----- Records supplied -----

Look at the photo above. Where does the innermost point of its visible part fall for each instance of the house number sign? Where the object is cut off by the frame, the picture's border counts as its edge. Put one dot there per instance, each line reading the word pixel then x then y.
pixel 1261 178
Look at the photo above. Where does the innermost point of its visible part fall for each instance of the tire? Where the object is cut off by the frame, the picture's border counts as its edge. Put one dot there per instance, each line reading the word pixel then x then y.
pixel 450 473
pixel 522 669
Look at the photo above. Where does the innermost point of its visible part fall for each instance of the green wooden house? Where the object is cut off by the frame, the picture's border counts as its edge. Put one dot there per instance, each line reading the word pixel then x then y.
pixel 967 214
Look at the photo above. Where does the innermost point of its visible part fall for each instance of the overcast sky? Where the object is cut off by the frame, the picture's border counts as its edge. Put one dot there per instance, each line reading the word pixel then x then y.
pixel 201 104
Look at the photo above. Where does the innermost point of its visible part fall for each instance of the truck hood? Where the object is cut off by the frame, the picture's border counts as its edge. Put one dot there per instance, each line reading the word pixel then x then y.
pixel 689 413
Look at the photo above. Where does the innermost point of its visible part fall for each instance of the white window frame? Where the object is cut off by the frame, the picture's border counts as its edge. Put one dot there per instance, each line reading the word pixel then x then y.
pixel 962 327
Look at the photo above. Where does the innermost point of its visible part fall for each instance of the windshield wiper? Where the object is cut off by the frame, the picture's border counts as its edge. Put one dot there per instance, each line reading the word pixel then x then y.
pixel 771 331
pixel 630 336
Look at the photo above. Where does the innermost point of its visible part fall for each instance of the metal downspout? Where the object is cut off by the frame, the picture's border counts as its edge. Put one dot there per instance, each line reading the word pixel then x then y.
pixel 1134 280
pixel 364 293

-----

* [Problem requirements]:
Can you reproduce, unchanged, every line of the entries from the one containing "of the metal" through the final line?

* [Task result]:
Look at the photo above. Where does the innermost point of its visible part fall for each instance of the metal downspout? Where the object is cut off by the frame, the picture's border counts as its edge. Put one dot there per instance, each line reading the word pixel then x then y.
pixel 1134 280
pixel 364 293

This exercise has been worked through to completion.